# [What the task requires]
Copy every line of the material below that contains the string "mountain".

►

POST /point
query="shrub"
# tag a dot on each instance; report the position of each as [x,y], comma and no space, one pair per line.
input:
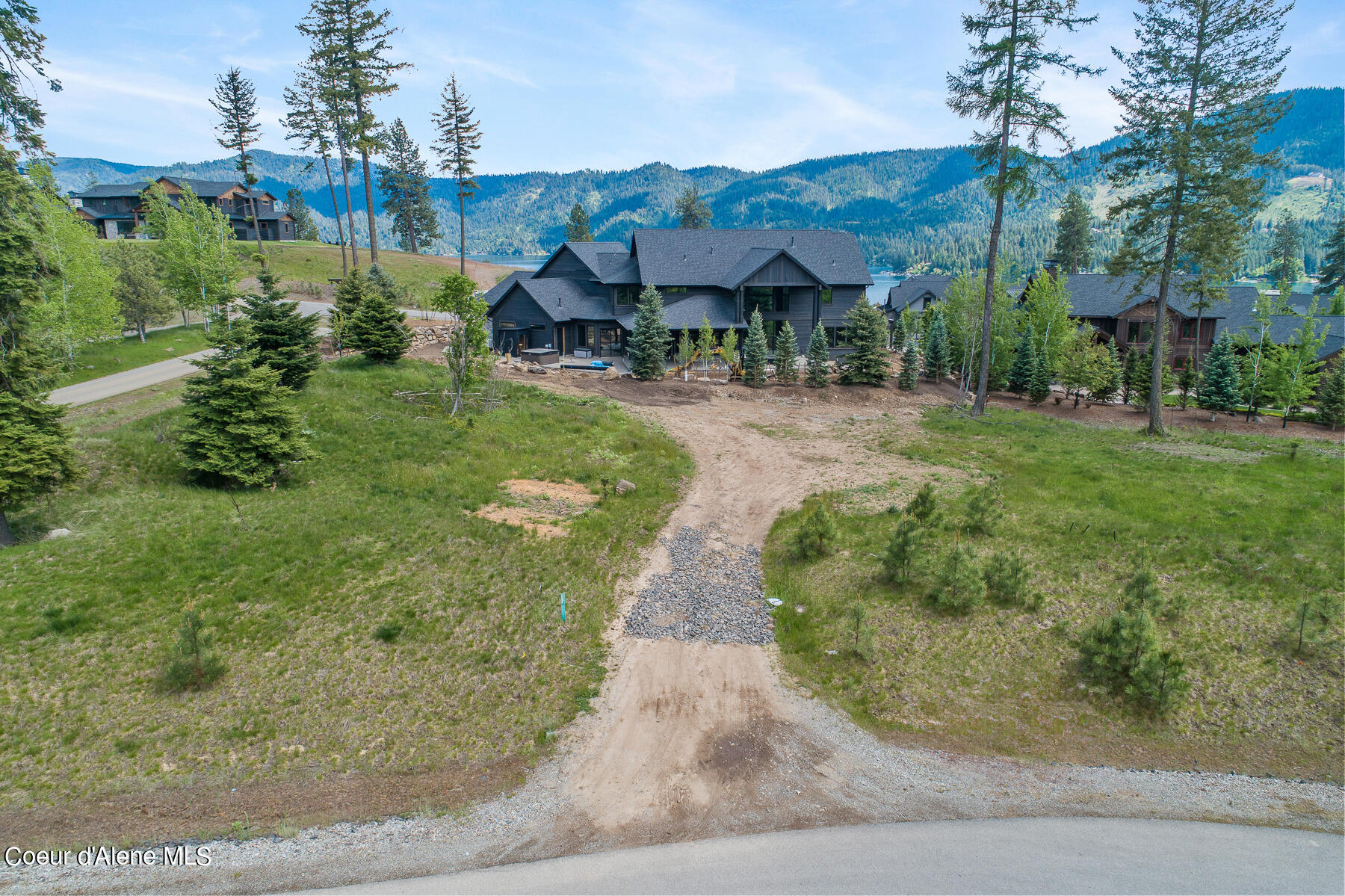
[983,509]
[924,506]
[1007,579]
[903,549]
[958,583]
[817,531]
[194,665]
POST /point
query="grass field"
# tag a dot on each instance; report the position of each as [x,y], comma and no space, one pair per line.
[1237,526]
[475,664]
[316,262]
[114,356]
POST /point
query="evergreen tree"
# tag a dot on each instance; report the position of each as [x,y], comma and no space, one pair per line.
[578,228]
[1001,85]
[1024,362]
[818,362]
[692,211]
[35,454]
[350,47]
[787,354]
[405,186]
[137,288]
[755,353]
[936,354]
[459,138]
[1331,400]
[378,330]
[1287,253]
[282,339]
[1039,388]
[235,101]
[649,345]
[1188,175]
[241,427]
[909,366]
[1219,380]
[309,124]
[1331,275]
[297,208]
[868,362]
[1074,233]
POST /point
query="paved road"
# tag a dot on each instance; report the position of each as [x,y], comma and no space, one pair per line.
[992,856]
[92,390]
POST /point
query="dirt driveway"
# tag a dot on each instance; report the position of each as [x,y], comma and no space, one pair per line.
[692,741]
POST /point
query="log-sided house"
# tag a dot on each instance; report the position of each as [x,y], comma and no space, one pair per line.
[117,210]
[581,302]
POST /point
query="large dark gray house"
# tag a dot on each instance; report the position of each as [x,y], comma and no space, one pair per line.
[583,300]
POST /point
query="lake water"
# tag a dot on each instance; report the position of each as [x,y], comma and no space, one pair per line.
[882,277]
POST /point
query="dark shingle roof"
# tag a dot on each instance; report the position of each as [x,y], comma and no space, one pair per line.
[112,190]
[911,289]
[712,257]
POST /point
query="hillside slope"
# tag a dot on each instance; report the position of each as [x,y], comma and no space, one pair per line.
[908,208]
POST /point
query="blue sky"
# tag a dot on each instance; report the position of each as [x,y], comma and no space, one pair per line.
[566,85]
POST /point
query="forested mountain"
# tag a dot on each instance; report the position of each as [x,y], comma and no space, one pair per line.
[911,208]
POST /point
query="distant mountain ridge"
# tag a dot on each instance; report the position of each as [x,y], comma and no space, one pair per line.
[911,208]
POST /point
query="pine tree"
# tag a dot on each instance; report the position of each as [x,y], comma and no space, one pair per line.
[578,228]
[378,330]
[1195,101]
[818,373]
[284,339]
[1001,85]
[1039,388]
[909,366]
[309,124]
[405,186]
[692,211]
[297,208]
[35,454]
[1024,362]
[936,354]
[235,101]
[350,47]
[1331,401]
[1219,380]
[459,138]
[1331,275]
[787,354]
[755,353]
[649,343]
[1074,233]
[868,361]
[241,427]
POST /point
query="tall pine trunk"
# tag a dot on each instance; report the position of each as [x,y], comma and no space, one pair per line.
[341,235]
[978,407]
[369,208]
[1156,380]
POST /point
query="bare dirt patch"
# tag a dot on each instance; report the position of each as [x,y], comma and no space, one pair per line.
[541,507]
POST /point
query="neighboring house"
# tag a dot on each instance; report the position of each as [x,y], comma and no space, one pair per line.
[119,210]
[916,294]
[583,300]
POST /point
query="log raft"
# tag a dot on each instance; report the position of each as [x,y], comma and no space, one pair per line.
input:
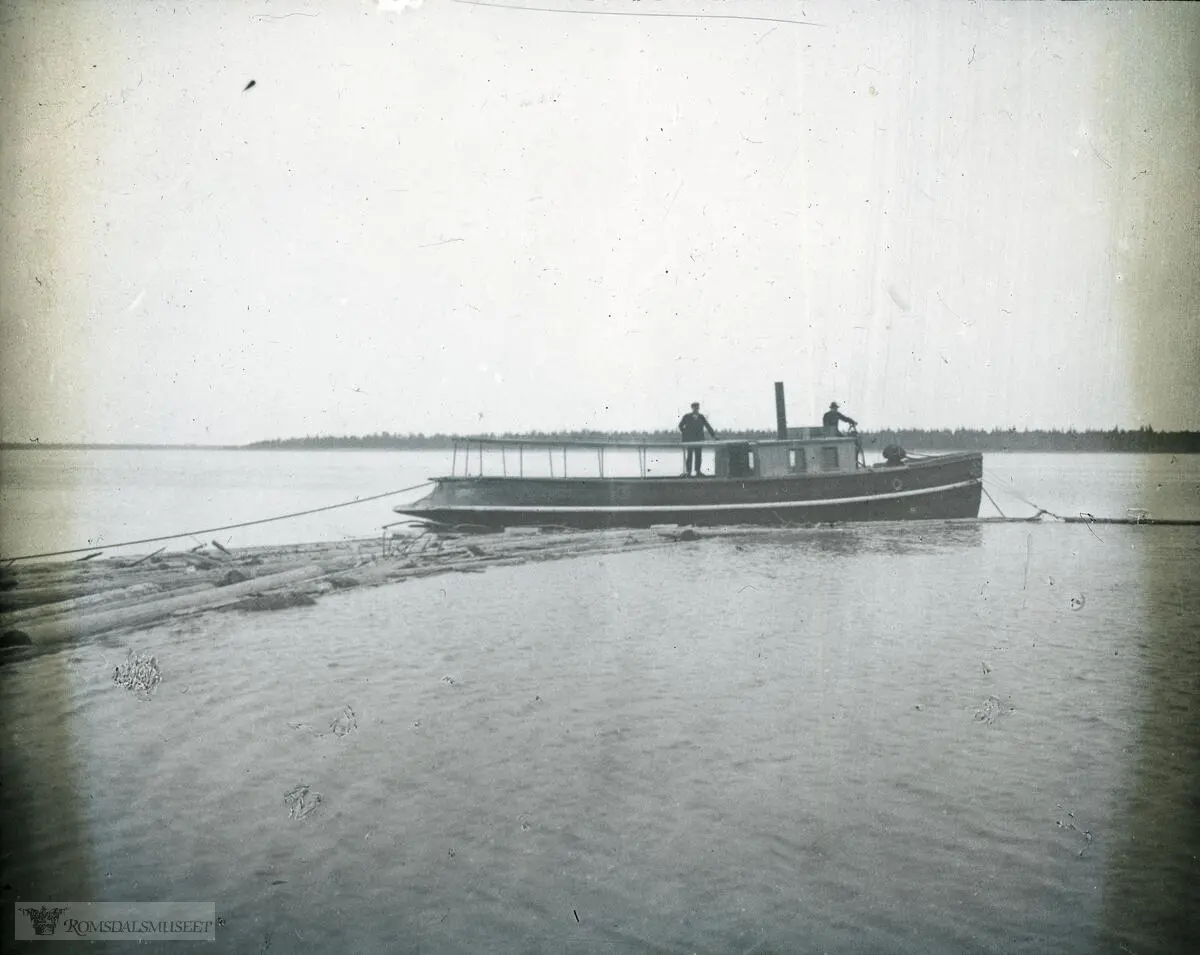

◄

# [The solution]
query="forested mountain"
query="distant mountain ridge"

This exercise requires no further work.